Na comunidade La Aldeíta, situada no departamento (estado) de Chalatenango, a 70 quilômetros da capital San Salvador, as remessas provenientes do exterior se transformaram numa fonte insubstituível para o sustento dos habitantes, que desde cedo aspiram emigrar para os Estados Unidos para melhorar de vida e ajudar os que ficam.
Lá, assim como nas outras regiões de El Salvador, o dinheiro enviado pelos familiares é utilizado com alimentação, vestuário, serviços básicos e moradia. Também provoca uma forte “transculturalização”, que contagia rapidamente os salvadorenhos. A onda migratória se intensificou durante a guerra civil (1980-1992) e ainda não arrefeceu.
A recessão norte-americana do último ano, entretanto, vem fazendo com que os 1.500 habitantes da região, antes dedicados em sua maioria a trabalhos agrícolas e de pecuária, tenham que conviver com a diminuição das remessas, já que os familiares nos Estados Unidos perderam seus empregos ou tiveram a carga horária reduzida.

DADOS>
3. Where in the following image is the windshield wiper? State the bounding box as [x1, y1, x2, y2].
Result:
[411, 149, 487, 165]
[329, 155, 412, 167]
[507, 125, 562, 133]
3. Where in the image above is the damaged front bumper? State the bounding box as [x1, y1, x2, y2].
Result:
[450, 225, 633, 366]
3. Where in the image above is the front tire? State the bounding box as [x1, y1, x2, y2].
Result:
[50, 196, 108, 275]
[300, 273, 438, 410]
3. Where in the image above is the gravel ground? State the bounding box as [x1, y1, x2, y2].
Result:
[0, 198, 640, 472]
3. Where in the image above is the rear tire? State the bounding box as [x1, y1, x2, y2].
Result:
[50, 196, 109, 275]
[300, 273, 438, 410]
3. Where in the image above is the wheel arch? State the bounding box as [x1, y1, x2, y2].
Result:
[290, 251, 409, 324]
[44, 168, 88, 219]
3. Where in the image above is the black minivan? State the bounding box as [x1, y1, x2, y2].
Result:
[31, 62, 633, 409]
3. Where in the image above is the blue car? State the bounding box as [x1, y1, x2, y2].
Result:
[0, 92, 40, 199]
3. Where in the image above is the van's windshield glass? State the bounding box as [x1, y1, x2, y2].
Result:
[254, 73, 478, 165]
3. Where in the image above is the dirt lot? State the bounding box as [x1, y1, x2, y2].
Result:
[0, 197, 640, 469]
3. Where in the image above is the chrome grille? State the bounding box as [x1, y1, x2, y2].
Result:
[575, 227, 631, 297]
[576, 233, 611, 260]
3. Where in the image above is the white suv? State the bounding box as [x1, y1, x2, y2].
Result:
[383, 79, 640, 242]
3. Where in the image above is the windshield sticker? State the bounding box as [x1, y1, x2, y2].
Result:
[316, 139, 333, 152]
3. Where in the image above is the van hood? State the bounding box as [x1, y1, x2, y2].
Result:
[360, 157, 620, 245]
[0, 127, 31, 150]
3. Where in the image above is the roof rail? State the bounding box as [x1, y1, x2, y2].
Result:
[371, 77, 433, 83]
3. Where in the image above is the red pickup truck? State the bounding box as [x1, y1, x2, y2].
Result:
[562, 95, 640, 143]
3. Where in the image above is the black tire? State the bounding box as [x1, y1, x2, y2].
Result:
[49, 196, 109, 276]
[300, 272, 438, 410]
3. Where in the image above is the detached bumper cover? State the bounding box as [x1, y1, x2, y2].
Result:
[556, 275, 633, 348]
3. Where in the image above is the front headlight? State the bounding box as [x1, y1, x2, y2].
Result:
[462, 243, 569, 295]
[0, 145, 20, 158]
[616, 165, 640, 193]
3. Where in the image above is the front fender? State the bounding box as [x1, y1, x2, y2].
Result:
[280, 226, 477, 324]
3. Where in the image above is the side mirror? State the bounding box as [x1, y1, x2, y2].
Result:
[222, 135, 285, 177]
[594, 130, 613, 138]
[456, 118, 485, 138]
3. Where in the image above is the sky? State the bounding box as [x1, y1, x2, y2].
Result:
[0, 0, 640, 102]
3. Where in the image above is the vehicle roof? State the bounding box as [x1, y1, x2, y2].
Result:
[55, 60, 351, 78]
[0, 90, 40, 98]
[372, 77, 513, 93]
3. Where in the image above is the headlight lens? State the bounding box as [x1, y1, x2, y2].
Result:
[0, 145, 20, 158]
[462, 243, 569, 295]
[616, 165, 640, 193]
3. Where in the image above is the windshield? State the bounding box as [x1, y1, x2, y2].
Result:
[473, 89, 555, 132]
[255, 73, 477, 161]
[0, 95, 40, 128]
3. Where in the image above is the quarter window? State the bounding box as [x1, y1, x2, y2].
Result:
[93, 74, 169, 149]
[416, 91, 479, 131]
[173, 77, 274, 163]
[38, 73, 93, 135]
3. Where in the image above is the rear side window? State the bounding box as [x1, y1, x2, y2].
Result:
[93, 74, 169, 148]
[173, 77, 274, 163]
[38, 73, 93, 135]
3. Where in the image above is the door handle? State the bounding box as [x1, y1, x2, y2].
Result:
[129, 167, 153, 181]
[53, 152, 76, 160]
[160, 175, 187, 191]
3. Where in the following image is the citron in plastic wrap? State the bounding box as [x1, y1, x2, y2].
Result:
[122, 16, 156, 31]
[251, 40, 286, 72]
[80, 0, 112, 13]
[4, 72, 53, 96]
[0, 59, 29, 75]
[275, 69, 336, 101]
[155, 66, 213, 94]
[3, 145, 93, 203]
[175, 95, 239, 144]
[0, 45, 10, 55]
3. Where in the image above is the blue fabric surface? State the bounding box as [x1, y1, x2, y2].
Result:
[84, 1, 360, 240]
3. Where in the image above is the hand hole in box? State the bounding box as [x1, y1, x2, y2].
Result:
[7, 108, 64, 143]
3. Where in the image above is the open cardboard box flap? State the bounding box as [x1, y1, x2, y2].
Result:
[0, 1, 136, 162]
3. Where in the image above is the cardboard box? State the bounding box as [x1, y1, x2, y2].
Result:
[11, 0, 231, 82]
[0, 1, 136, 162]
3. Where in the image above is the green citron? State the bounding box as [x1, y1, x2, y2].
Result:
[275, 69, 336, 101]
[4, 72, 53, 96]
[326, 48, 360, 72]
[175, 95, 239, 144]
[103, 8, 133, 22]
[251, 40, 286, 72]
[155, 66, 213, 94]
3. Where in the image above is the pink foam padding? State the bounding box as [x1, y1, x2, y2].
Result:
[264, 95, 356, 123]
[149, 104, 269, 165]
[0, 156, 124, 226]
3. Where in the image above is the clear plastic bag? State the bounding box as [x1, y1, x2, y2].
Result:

TAREFAS>
a – Segundo o trecho, a quantos quilômetros da capital San Salvador fica a comunidade La Aldeíta?
b – Por favor, reescale as entradas da primeira linha até a linha com "[0, 198, 640, 472]", inclusive. Reproduza todas essas linhas sem omitir nenhuma, multiplicando por 1,85 cada coordenada numérica das caixas delimitadoras e arredondando para inteiros, com as metades para cima.
O trecho e as entradas são materiais independentes entre si.

EXERCÍCIOS RESOLVIDOS>
a – A 70 quilômetros.

b –
3. Where in the following image is the windshield wiper? State the bounding box as [x1, y1, x2, y2].
Result:
[760, 276, 901, 305]
[609, 287, 762, 309]
[938, 231, 1040, 246]
3. Where in the image above is the damaged front bumper? State the bounding box as [x1, y1, x2, y2].
Result:
[833, 416, 1171, 677]
3. Where in the image above is the front tire? State the bounding box as [x1, y1, x2, y2].
Result:
[93, 363, 200, 509]
[555, 505, 810, 759]
3. Where in the image above is the gravel ground? State the bounding box as [x1, y1, x2, y2].
Result:
[0, 366, 1184, 873]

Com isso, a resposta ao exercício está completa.